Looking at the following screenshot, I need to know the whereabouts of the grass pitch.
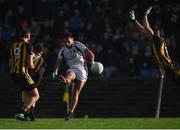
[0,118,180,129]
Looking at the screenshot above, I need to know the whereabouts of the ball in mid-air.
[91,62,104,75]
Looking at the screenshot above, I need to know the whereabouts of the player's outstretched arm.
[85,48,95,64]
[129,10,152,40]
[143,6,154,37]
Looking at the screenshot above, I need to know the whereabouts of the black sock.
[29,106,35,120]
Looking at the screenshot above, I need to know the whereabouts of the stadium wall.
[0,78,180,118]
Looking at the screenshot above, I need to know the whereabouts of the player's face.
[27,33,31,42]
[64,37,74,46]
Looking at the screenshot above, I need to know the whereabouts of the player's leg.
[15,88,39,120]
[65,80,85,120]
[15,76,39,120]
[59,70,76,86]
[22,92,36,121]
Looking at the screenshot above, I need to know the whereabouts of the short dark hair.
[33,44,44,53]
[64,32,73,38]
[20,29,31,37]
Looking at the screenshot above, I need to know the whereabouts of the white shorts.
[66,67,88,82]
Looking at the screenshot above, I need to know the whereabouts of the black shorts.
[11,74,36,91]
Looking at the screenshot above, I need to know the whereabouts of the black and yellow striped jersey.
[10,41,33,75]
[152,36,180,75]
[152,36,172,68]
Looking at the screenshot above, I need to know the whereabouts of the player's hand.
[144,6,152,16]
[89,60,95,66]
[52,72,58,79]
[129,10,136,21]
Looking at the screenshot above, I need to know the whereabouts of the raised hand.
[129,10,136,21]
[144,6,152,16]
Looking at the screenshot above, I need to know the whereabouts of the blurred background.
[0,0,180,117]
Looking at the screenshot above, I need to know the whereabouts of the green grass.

• • • • •

Rescale everything from the start of the entries down to the line containing "[91,62,104,75]", inclusive, and give all of those lines again with the requests unchanged. Multiply every bounding-box coordinate in the answers by 2, round each to a whole number with halves going up, and leave the pictures out.

• TASK OUTPUT
Looking at the following screenshot, I need to know the whereabouts of the grass pitch.
[0,236,360,258]
Looking at the screenshot above, I need to know the whereabouts of the ball in mid-air.
[182,124,208,150]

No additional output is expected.